- _INSTRUCTIONS FOR THE TASK_
Can you copy out, word for word, the lines from the one containing "I need to verify whether any drainpipe" through the one containing "382 455 457 528", with both of those lines included?

--- START ---

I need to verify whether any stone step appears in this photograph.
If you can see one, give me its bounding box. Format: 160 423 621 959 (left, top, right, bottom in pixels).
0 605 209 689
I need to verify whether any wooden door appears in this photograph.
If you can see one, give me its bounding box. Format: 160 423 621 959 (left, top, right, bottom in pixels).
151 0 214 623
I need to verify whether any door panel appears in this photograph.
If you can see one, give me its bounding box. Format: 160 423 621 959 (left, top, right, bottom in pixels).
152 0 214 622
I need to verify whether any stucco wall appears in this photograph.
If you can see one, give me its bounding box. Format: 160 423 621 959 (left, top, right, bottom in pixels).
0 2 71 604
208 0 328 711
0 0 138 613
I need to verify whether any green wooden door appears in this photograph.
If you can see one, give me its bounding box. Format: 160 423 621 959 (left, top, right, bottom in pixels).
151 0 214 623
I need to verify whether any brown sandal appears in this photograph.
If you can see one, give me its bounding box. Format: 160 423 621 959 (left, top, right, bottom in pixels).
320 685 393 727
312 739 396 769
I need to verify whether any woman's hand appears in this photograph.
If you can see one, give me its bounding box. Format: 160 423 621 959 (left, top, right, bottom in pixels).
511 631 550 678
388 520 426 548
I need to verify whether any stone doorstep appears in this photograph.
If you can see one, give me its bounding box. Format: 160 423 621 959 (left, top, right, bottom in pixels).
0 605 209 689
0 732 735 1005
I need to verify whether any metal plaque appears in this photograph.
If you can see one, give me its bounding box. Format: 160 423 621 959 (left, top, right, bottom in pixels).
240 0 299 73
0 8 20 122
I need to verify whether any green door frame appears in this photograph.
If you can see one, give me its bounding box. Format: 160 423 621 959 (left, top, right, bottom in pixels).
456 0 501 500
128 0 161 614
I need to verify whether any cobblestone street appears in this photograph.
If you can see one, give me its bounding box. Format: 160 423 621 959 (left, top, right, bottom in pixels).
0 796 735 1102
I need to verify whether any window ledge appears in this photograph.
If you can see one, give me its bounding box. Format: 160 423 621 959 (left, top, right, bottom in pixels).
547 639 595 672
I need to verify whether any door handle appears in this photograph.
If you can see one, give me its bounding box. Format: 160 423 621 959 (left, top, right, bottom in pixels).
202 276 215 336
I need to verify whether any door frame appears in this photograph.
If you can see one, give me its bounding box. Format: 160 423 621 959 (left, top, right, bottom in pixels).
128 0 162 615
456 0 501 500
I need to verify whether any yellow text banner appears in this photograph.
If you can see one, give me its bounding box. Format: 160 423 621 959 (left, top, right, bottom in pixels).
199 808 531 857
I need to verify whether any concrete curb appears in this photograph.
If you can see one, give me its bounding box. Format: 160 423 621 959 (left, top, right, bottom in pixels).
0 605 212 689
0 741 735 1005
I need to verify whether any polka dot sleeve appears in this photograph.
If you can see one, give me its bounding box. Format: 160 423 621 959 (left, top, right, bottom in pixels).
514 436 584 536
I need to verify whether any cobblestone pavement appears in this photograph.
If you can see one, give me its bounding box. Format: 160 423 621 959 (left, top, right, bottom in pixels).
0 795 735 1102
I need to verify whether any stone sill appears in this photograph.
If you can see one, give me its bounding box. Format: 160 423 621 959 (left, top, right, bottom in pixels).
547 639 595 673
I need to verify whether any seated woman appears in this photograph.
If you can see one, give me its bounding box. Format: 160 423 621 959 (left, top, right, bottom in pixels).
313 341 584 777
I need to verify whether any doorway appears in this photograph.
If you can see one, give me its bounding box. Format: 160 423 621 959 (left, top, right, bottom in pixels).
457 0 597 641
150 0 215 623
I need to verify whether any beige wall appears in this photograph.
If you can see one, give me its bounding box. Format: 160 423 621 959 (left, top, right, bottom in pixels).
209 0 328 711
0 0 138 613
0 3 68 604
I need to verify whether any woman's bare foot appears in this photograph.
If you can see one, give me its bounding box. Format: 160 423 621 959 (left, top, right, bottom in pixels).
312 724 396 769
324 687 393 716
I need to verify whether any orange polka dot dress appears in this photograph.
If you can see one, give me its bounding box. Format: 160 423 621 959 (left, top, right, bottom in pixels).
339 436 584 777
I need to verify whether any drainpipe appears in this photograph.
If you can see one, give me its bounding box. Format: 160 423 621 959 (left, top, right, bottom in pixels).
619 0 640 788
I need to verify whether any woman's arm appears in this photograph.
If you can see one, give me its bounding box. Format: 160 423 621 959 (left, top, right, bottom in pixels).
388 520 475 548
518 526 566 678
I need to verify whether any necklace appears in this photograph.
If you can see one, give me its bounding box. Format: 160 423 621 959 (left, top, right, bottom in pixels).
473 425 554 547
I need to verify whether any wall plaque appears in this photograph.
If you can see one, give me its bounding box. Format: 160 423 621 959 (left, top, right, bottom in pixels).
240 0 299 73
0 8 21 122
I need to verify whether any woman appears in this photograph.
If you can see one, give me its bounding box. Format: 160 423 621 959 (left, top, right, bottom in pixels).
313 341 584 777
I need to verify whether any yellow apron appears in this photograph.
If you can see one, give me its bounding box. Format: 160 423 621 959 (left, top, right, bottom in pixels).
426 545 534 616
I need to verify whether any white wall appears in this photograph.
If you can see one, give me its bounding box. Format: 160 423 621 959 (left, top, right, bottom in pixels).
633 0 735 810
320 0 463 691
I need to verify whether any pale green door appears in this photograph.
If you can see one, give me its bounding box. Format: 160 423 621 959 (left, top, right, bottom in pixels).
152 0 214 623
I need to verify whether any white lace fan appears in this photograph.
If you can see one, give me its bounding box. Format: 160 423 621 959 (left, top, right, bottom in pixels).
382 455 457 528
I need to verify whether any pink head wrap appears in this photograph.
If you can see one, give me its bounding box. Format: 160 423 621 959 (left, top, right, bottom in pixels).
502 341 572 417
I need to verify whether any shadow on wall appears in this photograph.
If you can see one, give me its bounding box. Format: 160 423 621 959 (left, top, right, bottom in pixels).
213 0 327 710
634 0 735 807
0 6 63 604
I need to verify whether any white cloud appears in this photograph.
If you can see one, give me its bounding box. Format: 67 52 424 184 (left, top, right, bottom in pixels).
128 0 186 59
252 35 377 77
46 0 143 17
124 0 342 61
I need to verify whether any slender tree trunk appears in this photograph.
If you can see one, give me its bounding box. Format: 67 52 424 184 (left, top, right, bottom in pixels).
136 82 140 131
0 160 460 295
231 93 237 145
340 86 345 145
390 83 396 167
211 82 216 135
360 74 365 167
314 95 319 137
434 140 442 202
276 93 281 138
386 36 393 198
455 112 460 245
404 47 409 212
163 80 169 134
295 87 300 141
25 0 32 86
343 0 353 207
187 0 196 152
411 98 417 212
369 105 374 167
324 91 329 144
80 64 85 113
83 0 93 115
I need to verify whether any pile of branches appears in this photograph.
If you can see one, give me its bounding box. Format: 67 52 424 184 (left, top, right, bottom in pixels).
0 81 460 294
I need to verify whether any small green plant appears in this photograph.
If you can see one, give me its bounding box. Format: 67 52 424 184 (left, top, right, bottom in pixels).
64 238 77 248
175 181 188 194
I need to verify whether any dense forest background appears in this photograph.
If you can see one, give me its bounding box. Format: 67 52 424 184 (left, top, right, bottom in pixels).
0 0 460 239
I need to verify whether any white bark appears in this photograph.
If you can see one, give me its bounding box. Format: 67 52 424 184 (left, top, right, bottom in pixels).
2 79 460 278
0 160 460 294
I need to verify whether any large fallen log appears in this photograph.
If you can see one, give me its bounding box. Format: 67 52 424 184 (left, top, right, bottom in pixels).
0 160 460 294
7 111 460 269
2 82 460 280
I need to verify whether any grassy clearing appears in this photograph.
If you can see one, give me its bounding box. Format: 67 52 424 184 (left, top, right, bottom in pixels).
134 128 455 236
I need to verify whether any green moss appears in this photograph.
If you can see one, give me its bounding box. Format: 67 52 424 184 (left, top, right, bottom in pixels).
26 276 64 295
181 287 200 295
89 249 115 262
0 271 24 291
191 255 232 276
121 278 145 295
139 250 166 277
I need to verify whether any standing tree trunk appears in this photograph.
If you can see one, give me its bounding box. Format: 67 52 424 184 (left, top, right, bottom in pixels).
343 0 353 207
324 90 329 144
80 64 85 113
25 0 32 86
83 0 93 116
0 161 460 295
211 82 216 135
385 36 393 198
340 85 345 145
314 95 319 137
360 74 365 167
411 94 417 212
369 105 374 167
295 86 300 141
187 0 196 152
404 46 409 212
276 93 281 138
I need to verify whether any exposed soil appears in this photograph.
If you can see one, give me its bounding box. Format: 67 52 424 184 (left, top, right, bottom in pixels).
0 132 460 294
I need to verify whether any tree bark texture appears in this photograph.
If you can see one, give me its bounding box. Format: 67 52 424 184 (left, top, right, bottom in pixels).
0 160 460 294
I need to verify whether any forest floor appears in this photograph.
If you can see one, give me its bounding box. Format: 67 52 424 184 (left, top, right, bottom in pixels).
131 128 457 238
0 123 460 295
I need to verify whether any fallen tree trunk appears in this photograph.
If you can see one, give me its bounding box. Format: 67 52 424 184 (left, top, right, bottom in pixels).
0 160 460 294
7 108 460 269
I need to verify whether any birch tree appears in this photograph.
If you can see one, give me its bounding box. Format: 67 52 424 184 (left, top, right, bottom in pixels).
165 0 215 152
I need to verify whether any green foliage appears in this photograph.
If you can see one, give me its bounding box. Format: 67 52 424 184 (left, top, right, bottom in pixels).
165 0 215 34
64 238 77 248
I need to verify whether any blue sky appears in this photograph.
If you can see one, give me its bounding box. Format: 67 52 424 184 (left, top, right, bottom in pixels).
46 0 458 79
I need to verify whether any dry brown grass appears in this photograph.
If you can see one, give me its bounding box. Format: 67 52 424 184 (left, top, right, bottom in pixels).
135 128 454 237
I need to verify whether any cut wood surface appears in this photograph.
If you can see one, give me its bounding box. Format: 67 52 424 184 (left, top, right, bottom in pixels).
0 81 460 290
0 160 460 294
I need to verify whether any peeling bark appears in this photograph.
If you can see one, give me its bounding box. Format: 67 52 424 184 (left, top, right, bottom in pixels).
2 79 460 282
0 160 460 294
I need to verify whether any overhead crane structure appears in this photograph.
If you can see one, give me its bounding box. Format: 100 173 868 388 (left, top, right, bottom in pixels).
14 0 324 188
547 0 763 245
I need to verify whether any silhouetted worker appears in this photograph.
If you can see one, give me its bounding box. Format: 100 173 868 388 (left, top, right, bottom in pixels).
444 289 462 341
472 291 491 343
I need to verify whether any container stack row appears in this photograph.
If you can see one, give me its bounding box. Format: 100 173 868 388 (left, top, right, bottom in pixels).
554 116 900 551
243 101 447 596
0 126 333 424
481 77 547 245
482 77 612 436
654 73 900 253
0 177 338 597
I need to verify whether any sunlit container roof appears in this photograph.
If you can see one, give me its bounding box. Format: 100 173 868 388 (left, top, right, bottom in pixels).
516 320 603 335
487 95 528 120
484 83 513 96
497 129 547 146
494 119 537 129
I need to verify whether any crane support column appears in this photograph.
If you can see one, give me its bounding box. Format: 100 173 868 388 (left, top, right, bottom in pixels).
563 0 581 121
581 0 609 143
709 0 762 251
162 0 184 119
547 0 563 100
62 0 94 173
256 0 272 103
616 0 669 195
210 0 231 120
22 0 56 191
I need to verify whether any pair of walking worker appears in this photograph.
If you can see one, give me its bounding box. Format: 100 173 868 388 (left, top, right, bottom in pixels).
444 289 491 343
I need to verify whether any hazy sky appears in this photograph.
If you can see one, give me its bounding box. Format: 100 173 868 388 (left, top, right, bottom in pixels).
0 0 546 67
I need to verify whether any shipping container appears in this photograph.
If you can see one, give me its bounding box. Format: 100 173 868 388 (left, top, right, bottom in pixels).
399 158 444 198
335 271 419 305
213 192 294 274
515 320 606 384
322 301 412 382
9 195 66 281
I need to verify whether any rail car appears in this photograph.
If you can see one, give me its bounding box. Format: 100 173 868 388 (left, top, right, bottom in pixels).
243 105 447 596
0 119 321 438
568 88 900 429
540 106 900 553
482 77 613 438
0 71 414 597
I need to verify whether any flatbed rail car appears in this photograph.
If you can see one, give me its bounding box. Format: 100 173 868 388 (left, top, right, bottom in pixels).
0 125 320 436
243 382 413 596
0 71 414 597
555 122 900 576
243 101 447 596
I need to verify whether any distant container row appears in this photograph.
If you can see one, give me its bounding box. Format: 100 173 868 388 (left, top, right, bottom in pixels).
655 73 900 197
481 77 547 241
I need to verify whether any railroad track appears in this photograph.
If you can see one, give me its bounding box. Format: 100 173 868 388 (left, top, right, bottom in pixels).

--- END ---

- _CORRECT RESULT_
I need to verify whether any drainpipe appears in this photograph.
If you can see one, give me its bounding box. Format: 160 423 621 959 (left, top, right, bottom in pixels).
619 0 640 788
I need to verify whether any woman's arm appears in this photograph.
If you can see one, give me its bounding box. Format: 160 423 621 959 (left, top, right, bottom in pixels).
388 520 475 548
518 526 566 678
I need to verify whether any necklace appears in this photograph.
If you can see one, give me its bounding box. Format: 160 423 621 959 (left, top, right, bottom in pixels).
473 425 554 547
I need to verify whether any wall plaque appears in this photograph.
If you can see one, give me its bounding box. Format: 160 423 621 959 (left, top, right, bottom in pixels).
240 0 299 73
0 8 21 122
I need to verify whether any woman appears in this photograph.
If you can see one, give me its bounding box. Format: 160 423 621 959 (left, top, right, bottom in pixels).
313 341 584 777
I need to verify whether any yellow apron appears in this photograph.
If you can see one, give me its bounding box. Format: 160 423 621 959 (left, top, right, bottom in pixels).
426 545 534 616
I need to verify whether any white wall appears in this photograph.
If you can see one, give me its bounding box. Format: 160 423 621 959 (left, top, right, bottom in pixels).
633 0 735 810
320 0 463 691
I need to verify whether any pale green door appears in this photograph.
If you can see one, give me its bounding box. Format: 160 423 621 959 (left, top, right, bottom in pixels).
152 0 214 623
I need to verify whether any white lace fan appears in this photograph.
If you can see one, give me its bounding box. Format: 160 423 621 959 (left, top, right, bottom in pixels).
382 455 457 528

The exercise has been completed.